* **EXERCISE DETAILS**: Show every line of the data that includes the word "phrase".

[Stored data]
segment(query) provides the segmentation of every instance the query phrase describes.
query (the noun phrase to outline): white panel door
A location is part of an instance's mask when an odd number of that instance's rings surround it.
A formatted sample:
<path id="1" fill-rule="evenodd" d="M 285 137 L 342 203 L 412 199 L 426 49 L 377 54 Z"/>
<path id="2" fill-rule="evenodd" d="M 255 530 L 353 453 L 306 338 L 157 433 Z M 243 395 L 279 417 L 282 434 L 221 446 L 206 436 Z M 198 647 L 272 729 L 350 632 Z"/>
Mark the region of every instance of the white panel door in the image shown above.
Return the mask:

* * *

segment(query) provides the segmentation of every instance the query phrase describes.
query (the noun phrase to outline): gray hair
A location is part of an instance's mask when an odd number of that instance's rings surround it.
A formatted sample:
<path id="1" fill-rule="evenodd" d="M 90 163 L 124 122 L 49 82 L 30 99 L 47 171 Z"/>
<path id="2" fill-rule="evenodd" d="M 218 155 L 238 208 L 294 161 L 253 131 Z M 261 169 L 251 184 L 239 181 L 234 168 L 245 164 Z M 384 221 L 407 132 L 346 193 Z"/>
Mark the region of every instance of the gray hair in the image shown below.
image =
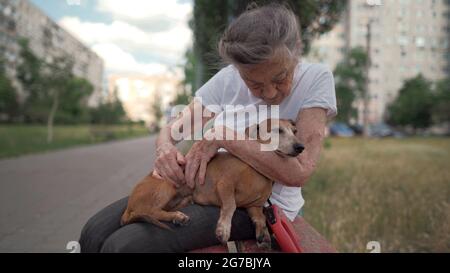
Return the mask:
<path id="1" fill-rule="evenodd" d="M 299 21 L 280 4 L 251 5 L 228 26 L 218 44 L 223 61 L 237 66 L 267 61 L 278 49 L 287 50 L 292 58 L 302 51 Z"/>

* **RESPONSE TO THE EXERCISE**:
segment(query) provides the segmentation of every instance the query phrase describes.
query (the noun phrase to outline): white panel door
segment(query) provides the segmentation of every instance the query phrase describes.
query (the noun phrase to outline): gray hair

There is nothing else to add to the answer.